* [Required work]:
Convert the part of the records that opens with the line containing "target | uniform pocket" and closes with the line containing "x=1024, y=432" into a numbered list, leaving out blank lines.

* [Data provided]:
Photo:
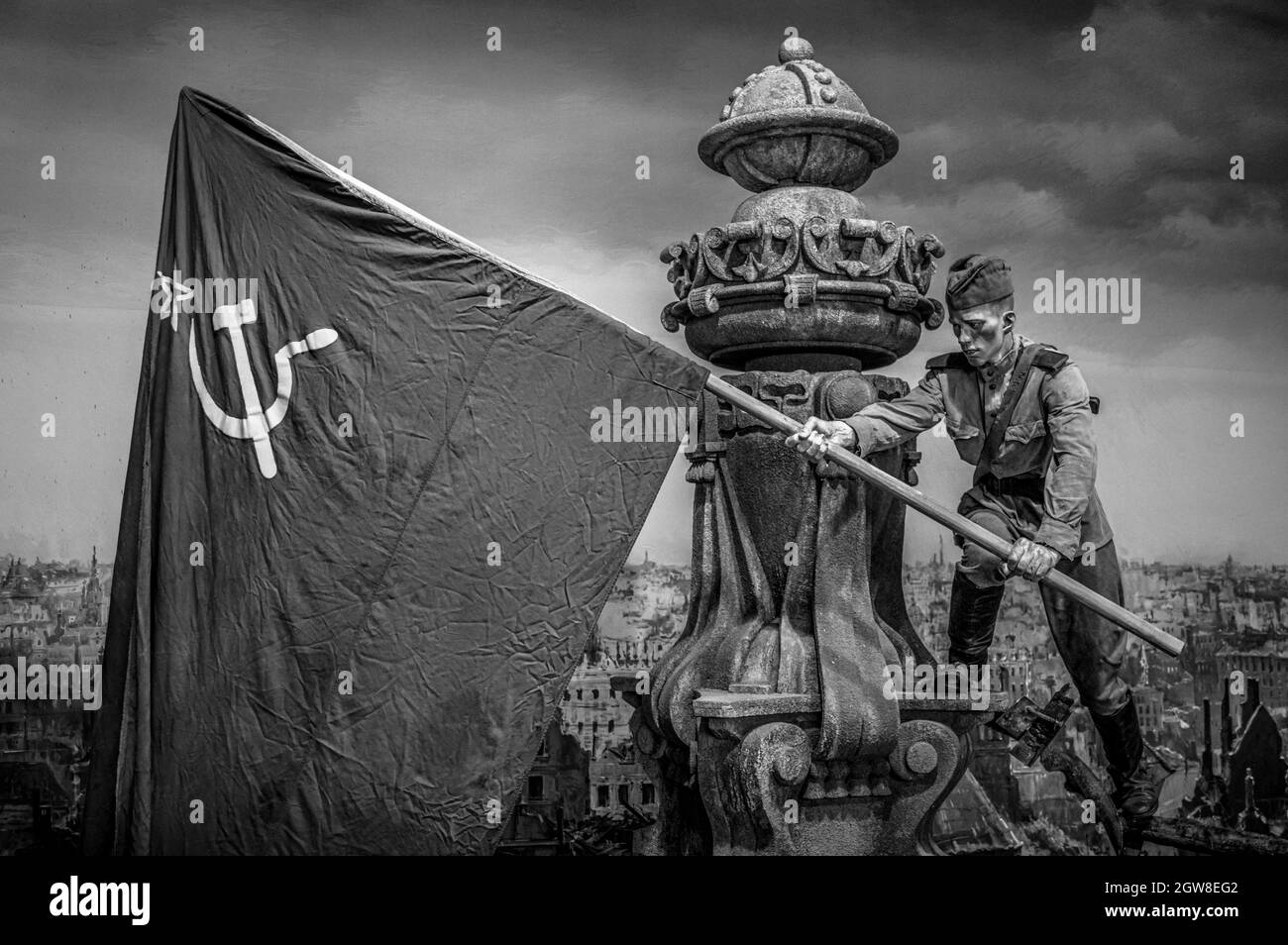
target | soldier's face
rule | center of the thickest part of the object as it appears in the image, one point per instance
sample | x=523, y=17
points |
x=982, y=331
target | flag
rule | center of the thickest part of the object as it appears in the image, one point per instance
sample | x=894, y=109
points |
x=372, y=514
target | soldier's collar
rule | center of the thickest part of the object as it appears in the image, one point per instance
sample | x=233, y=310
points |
x=1003, y=365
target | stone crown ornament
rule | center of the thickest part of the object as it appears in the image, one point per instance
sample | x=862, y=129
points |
x=797, y=124
x=802, y=278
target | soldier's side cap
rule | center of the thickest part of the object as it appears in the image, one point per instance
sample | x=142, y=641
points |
x=975, y=279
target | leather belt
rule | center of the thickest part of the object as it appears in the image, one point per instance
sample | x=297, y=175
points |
x=1025, y=486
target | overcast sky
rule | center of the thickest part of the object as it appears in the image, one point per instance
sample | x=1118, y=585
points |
x=1113, y=162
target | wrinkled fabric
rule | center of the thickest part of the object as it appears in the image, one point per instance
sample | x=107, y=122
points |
x=1050, y=434
x=439, y=536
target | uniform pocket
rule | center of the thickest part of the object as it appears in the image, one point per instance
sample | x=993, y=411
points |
x=960, y=429
x=1024, y=432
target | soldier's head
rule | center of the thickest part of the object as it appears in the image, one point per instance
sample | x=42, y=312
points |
x=980, y=306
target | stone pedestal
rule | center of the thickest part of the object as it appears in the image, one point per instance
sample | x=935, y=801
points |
x=772, y=725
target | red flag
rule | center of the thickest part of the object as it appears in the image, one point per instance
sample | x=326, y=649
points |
x=369, y=519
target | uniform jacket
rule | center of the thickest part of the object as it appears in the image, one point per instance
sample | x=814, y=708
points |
x=1048, y=435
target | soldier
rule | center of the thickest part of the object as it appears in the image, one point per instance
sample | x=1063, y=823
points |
x=1019, y=411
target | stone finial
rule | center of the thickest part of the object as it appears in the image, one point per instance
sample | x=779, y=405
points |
x=794, y=50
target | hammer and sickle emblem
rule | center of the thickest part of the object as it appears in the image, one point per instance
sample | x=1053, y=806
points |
x=258, y=422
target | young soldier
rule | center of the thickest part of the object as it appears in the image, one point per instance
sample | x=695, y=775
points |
x=1033, y=485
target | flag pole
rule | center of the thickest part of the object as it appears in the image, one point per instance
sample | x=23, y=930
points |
x=960, y=524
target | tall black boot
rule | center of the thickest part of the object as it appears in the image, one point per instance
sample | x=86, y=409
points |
x=1131, y=768
x=971, y=617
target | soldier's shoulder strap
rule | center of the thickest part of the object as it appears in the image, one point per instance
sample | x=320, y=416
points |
x=1048, y=357
x=949, y=360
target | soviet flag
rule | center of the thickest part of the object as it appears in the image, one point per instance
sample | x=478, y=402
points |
x=366, y=527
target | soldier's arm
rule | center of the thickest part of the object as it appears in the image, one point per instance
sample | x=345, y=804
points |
x=887, y=424
x=1072, y=472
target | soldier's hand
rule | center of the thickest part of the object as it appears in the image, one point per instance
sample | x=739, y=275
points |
x=820, y=437
x=1029, y=561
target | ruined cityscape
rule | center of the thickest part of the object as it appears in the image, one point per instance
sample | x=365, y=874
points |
x=1215, y=718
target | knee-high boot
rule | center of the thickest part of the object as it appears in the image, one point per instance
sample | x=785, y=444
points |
x=971, y=617
x=1131, y=768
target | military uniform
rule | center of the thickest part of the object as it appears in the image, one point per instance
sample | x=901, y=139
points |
x=1038, y=483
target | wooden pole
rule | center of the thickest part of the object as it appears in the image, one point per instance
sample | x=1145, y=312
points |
x=960, y=524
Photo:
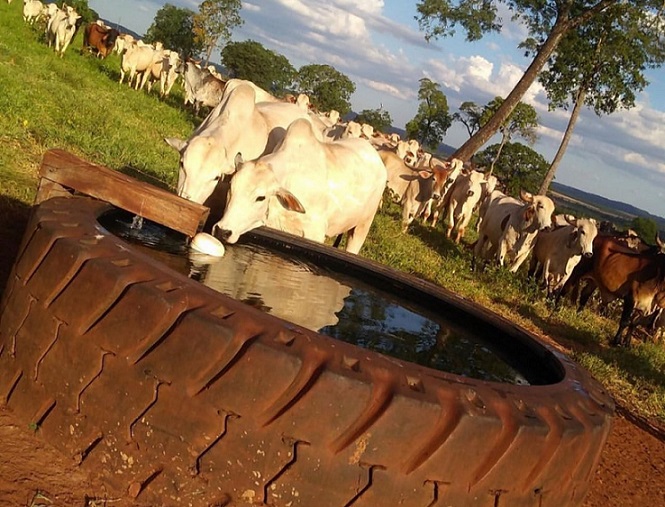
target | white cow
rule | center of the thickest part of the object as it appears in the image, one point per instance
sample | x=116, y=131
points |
x=236, y=126
x=428, y=188
x=307, y=187
x=399, y=173
x=123, y=42
x=560, y=250
x=510, y=226
x=201, y=87
x=461, y=201
x=136, y=60
x=32, y=10
x=62, y=27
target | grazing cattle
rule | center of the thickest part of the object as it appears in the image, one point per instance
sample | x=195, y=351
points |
x=259, y=93
x=236, y=126
x=201, y=87
x=123, y=42
x=136, y=60
x=510, y=226
x=399, y=174
x=638, y=278
x=99, y=40
x=460, y=202
x=307, y=187
x=62, y=27
x=558, y=251
x=32, y=10
x=429, y=186
x=164, y=70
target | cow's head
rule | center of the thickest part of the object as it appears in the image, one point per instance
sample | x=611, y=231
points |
x=539, y=210
x=444, y=177
x=583, y=232
x=254, y=188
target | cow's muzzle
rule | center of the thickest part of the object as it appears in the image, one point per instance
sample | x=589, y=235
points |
x=223, y=234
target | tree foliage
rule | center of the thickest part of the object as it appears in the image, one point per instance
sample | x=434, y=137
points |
x=327, y=87
x=215, y=21
x=469, y=115
x=87, y=14
x=522, y=121
x=645, y=229
x=432, y=120
x=520, y=167
x=265, y=68
x=378, y=118
x=601, y=67
x=547, y=22
x=174, y=27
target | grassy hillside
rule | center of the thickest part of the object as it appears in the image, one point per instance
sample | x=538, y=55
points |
x=76, y=103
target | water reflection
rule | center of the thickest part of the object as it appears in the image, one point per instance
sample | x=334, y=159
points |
x=283, y=287
x=331, y=303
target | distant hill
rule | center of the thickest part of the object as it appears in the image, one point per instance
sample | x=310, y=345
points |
x=122, y=29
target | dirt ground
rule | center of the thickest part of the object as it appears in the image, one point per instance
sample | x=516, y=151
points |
x=33, y=474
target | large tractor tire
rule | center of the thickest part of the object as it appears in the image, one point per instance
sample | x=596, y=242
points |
x=174, y=394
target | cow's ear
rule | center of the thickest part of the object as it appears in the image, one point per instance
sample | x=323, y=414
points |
x=176, y=143
x=572, y=238
x=289, y=201
x=237, y=161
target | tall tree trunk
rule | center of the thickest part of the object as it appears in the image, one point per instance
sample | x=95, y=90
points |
x=471, y=146
x=579, y=102
x=504, y=139
x=208, y=53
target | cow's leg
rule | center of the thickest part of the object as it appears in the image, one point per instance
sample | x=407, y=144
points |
x=356, y=237
x=478, y=251
x=407, y=216
x=624, y=322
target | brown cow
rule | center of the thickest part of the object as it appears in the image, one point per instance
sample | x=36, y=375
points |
x=99, y=40
x=638, y=278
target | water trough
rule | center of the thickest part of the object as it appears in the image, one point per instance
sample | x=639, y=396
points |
x=175, y=394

* [Exercise output]:
1. target | uniform pocket
2. rule | center of the thickest part of the object as it appears in the image, one point per instance
3. sample | x=993, y=411
4. points |
5. x=960, y=429
6. x=1024, y=432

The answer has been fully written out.